*Sayfadan bölüm*
__________________________________________________

"Onda yılandaki kurnazlıktan hiç iz yoktu ama güvercin kadar da saf sayılmazdı. Kendisine henüz o şüpheli elma sunulmamış olan masum, lekesiz insanoğlundaki o şaşırtıcı dürüstlüğün yanı sıra bir ölçüde akıl ve anlayış sahibiydi. Okuması yazması yoktu ama güzel şarkı söylemeyi bilirdi. Tıpkı okuması yazması olmayan bülbül gibi o da bazen şarkılarını o anda içine doğduğu gibi söylerdi.”

Amerikalı yazar Herman Melville’in kaleme aldığı bu eser ile tanışmam, önerilerine önem vererek izlediğim bir kişinin tavsiyesi üzerine oldu. Billy Budd; dilinin çok akıcı olması, anlatılan kişilerin açık ve net şekilde tasvirlerle bize aktarılması, olay örgüsünün basit olması gibi faktörleri göz önüne alırsak çok kısa sürede okunabilen, keyifli birkaç saat geçirmenizi sağlayacak kitaplardan biri olabilir.

__________________________________________________

*Çıkarılan veriler*
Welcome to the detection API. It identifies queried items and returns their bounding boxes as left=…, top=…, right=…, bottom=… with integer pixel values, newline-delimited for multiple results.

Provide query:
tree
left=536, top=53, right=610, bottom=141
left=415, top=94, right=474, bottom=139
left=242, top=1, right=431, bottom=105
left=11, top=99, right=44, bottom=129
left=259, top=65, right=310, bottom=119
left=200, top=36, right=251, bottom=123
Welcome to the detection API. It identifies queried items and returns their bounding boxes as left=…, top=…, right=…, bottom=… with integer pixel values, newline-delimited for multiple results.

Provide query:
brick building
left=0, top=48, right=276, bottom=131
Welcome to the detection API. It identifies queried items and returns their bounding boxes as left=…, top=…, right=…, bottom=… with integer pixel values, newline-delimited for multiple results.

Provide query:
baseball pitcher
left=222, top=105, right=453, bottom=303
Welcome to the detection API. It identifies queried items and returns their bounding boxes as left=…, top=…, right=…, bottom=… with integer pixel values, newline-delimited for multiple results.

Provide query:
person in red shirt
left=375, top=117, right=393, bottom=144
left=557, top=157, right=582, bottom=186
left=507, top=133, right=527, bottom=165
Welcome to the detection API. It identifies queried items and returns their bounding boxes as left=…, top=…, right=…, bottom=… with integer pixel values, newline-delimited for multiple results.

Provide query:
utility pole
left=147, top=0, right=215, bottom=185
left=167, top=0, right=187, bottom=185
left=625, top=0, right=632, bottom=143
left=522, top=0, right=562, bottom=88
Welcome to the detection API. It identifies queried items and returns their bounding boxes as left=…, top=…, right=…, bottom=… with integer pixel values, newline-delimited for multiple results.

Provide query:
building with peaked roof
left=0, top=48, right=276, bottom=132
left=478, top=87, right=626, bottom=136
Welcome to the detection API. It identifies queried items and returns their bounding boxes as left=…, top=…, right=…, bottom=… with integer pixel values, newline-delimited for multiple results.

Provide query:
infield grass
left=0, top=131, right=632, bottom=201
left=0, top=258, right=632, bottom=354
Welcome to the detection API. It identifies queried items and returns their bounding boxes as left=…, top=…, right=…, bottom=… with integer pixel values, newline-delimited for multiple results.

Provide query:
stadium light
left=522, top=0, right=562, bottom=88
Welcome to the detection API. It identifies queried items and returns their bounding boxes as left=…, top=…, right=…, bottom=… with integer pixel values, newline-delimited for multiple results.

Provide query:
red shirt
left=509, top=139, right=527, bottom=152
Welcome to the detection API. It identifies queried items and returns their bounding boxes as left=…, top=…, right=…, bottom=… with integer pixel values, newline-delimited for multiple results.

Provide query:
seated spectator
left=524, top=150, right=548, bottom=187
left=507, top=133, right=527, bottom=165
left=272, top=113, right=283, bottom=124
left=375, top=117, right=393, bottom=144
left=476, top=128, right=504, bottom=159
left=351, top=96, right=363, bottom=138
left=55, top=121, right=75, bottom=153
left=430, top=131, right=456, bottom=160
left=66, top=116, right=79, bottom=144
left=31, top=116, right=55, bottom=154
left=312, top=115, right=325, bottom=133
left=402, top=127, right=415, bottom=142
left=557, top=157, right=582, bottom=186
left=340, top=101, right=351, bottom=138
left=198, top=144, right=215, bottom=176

__________________________________________________

*Yazılı alıştırma*
Billy Budd yazısında "Amerikalı yazar Herman" kısmından "kitaplardan biri olabilir." kısmına kadar olan her şeyi, "keyifli" yerine "eğlenceli" koyarak yeniden yazın.

*Görevin cevabı*
Amerikalı yazar Herman Melville’in kaleme aldığı bu eser ile tanışmam, önerilerine önem vererek izlediğim bir kişinin tavsiyesi üzerine oldu. Billy Budd; dilinin çok akıcı olması, anlatılan kişilerin açık ve net şekilde tasvirlerle bize aktarılması, olay örgüsünün basit olması gibi faktörleri göz önüne alırsak çok kısa sürede okunabilen, eğlenceli birkaç saat geçirmenizi sağlayacak kitaplardan biri olabilir.